Supplied records:
┏━━

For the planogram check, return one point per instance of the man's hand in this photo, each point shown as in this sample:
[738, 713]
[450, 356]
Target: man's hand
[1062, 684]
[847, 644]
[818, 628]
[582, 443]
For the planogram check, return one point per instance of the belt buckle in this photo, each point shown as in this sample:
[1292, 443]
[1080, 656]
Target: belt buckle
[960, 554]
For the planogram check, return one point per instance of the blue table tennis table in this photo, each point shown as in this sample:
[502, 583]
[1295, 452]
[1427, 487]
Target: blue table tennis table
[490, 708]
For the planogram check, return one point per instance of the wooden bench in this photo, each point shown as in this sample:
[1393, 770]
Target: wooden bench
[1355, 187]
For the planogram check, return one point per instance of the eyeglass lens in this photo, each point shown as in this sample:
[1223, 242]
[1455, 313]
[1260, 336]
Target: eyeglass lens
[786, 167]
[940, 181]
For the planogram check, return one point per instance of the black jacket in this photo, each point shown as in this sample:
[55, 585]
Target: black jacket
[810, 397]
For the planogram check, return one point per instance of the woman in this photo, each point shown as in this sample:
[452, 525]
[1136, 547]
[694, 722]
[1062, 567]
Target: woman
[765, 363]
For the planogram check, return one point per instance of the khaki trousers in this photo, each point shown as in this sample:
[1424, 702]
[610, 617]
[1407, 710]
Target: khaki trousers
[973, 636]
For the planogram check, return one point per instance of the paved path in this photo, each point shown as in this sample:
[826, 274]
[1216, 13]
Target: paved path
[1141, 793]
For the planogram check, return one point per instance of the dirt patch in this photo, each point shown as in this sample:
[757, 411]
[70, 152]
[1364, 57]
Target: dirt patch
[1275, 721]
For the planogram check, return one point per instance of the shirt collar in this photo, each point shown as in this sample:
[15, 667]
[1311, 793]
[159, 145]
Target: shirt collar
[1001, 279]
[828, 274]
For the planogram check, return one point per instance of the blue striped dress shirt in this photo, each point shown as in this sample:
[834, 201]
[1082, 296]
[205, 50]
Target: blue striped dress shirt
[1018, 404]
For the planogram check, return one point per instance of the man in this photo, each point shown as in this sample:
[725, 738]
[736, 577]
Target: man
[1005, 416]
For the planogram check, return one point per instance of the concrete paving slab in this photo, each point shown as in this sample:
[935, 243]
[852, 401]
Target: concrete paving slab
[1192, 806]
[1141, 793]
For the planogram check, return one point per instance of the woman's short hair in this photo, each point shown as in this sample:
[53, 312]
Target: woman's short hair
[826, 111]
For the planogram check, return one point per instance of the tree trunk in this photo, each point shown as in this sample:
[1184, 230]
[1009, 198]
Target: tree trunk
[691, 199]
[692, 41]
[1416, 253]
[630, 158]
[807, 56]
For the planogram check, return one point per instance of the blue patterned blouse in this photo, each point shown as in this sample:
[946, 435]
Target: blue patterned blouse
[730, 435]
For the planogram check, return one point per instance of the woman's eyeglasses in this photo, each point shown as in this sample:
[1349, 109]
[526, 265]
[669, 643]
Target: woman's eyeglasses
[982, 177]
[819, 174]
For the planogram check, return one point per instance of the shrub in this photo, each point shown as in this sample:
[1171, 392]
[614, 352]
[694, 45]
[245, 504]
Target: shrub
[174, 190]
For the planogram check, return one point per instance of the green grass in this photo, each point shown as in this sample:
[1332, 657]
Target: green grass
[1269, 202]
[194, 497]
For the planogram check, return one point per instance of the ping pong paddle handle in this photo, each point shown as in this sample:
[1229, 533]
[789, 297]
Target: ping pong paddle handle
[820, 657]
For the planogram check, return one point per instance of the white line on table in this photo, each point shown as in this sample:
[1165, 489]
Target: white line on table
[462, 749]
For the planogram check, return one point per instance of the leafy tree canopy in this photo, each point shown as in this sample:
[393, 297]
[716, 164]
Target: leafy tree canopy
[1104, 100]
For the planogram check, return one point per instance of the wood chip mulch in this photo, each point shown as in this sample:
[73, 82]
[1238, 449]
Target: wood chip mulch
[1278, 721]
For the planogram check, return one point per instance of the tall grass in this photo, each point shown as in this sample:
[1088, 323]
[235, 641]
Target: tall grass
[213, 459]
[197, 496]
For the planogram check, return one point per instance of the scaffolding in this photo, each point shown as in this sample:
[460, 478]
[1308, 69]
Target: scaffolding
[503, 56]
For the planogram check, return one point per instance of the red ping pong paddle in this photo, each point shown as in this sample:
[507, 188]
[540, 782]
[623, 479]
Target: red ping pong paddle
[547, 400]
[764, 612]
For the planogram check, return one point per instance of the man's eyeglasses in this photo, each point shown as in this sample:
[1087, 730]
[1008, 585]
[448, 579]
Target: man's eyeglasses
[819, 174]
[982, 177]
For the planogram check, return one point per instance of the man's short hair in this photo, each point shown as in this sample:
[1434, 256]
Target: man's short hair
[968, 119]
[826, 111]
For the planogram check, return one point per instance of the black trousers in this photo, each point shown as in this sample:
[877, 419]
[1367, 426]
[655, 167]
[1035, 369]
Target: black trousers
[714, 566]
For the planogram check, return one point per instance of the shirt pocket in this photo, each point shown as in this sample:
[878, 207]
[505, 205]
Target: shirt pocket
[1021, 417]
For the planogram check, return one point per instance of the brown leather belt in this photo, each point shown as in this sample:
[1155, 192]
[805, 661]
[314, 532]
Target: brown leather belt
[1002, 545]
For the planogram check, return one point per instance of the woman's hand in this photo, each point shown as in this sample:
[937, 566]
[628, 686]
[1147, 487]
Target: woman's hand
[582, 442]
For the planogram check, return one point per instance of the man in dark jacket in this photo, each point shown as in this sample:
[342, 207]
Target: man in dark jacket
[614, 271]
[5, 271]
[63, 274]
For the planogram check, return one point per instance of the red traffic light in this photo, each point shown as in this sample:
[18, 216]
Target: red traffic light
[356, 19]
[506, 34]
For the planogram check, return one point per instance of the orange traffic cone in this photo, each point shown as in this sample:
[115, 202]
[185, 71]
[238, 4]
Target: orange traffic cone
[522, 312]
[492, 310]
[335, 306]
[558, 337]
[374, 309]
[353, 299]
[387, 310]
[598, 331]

┗━━

What is required:
Each of the records shown above needs to be repeated exactly.

Answer for the task:
For the planogram check, return one point per instance of the man's hand in this photo, each point shown as in this sample:
[738, 713]
[450, 356]
Target: man's hand
[1062, 684]
[847, 644]
[818, 628]
[582, 443]
For the planogram check, return one point per instance of the belt buckle in this photo, each point shown as in this sample:
[1292, 443]
[1080, 656]
Target: belt buckle
[960, 554]
For the planogram check, return one point per instance of the blue table tennis table in this photo, each point shown as in this sample:
[502, 583]
[1295, 452]
[1427, 487]
Target: blue table tennis table
[490, 708]
For the planogram check, return one point per instance of the wooden bench in this photo, each point shown as in this sample:
[1393, 770]
Target: wooden bench
[1355, 187]
For the planogram check, return one point per instance of the eyeglass lens in this photo, each point shown as in this sample:
[1223, 242]
[1455, 313]
[1260, 336]
Target: eyeglass lens
[786, 167]
[940, 181]
For the planogram check, return one point per instance of the black jacket in this photo, each point shown as in this sample:
[55, 585]
Target: black jacket
[810, 397]
For the planogram check, return one point per instance of the woman in this photo, each point shown as in this sample:
[452, 525]
[1136, 547]
[694, 722]
[1062, 567]
Target: woman
[765, 363]
For the planogram check, return one point per instance of the khaki trousers in this photo, each point shown as in this sample:
[1424, 702]
[610, 617]
[1407, 710]
Target: khaki trousers
[973, 636]
For the planogram check, return one point per instance of the paved path in this photo, each point shown as in this sample:
[826, 274]
[1216, 13]
Target: paved path
[1141, 793]
For the planogram check, return one point per instance of the dirt patch in this photo, each point shown as in this sample:
[757, 411]
[70, 152]
[1364, 57]
Target: dirt patch
[1275, 721]
For the planogram check, return one point per instance of the shirt collar in this photo, each point shown as in this sample:
[15, 667]
[1311, 793]
[159, 145]
Target: shirt collar
[1001, 279]
[828, 274]
For the planogram check, return one point per instance of the blue striped dress shirt in this photo, each point shown as in this sample:
[834, 201]
[1082, 296]
[205, 50]
Target: blue striped dress shirt
[1018, 404]
For the planogram check, return one point per instance of the man in this photo, each point shown as in this sample:
[725, 738]
[736, 577]
Target: man
[1005, 416]
For the planogram check, return one point per instance of the concrete paving slab in this photo, each point shown as in this sample:
[935, 243]
[852, 401]
Target: concrete paving slab
[1192, 806]
[1141, 793]
For the planogram check, return one point per instance of the woman's short hair in this photo, each point shown as in this sample:
[53, 312]
Target: woman's short hair
[826, 111]
For the planogram check, return one point per instance of the tree trunk in this photo, each point shown as in this sample:
[1184, 230]
[1009, 198]
Target: tree trunk
[691, 199]
[692, 41]
[1416, 253]
[630, 158]
[807, 56]
For the planogram check, return one point per instance of the blue patterned blouse in this photo, each point shown as in this sample:
[946, 435]
Target: blue patterned blouse
[730, 435]
For the planogram check, return one point per instance of the woman's eyeglasses in this photo, each point shown as in this sample:
[1349, 109]
[526, 265]
[669, 643]
Target: woman's eyeglasses
[982, 177]
[819, 174]
For the planogram check, return one point per instance of the shrub in this photo, each point shown as in this sample:
[1171, 392]
[614, 352]
[694, 45]
[245, 504]
Target: shrub
[174, 190]
For the planogram check, return one point per instance of the green grass in this photo, each point shown as in this sample:
[1332, 657]
Target: green grass
[1269, 202]
[194, 497]
For the planogram check, return one point per instance of the ping pong paddle handle in this photo, each point shown as in this sample:
[1229, 533]
[789, 297]
Target: ping pong paddle handle
[820, 657]
For the planogram check, return one point per instance of the white line on table in this photo, each point shown as in this sample:
[1165, 489]
Target: white line on table
[462, 749]
For the planogram check, return one point per instance of the leafy tree canopy in this photo, each point shown as in this sample:
[393, 297]
[716, 164]
Target: leafy tree canopy
[1104, 100]
For the planogram check, return one point per instance of the wood chip mulch in this photo, each point shown as in this sample:
[73, 82]
[1238, 449]
Target: wood chip mulch
[1278, 721]
For the planogram check, return one point per instance of the tall grass in this photo, each point shown as in this sample:
[1088, 323]
[235, 641]
Target: tall grass
[213, 459]
[197, 496]
For the planogram check, return one point per instance of the scaffolding in this photo, each point shown as in this sample:
[460, 478]
[1308, 69]
Target: scaffolding
[503, 56]
For the planogram check, return one point per instance of the red ping pong paddle in this photo, each point shown as in this sample:
[507, 188]
[540, 782]
[623, 479]
Target: red ping pong paddle
[547, 400]
[764, 612]
For the planogram check, return one point per instance of the man's eyeglasses in this photo, each point shown as in this sample:
[1087, 730]
[1008, 585]
[448, 579]
Target: man's eyeglasses
[819, 174]
[982, 177]
For the planogram check, return one point per instance of the man's short hair in this photo, each point shown as in this sample:
[1434, 256]
Target: man's short hair
[968, 119]
[826, 111]
For the planogram check, return one point per instance of the black trousers in this photo, each point shown as in this sample:
[877, 419]
[1367, 426]
[655, 167]
[1035, 369]
Target: black trousers
[714, 566]
For the planogram check, return one point per instance of the shirt pocket in this photo, each point shown as in this sample:
[878, 207]
[505, 205]
Target: shirt pocket
[1021, 417]
For the planogram check, return one point per instance of the brown leather belt in this photo, each point shown as in this sample:
[1155, 192]
[805, 661]
[314, 532]
Target: brown leather belt
[1002, 545]
For the planogram check, return one point per instance of the woman's hand in this photo, each point shown as in this sample:
[937, 566]
[628, 686]
[1147, 487]
Target: woman's hand
[582, 442]
For the planogram check, return one point per instance of the man in dark jacket in this photo, each point shown as in this sample:
[342, 207]
Target: man in dark jacket
[614, 271]
[5, 271]
[63, 274]
For the planogram check, return one point per instance of the red traffic light in this photo, each point shown as in this sample:
[18, 216]
Target: red traffic light
[356, 19]
[506, 34]
For the planogram check, return one point per instance of the orange traffic cone in this photo, each point shown as in this sample:
[115, 202]
[185, 71]
[238, 4]
Target: orange traffic cone
[522, 312]
[492, 310]
[335, 306]
[558, 337]
[374, 309]
[353, 299]
[387, 310]
[598, 331]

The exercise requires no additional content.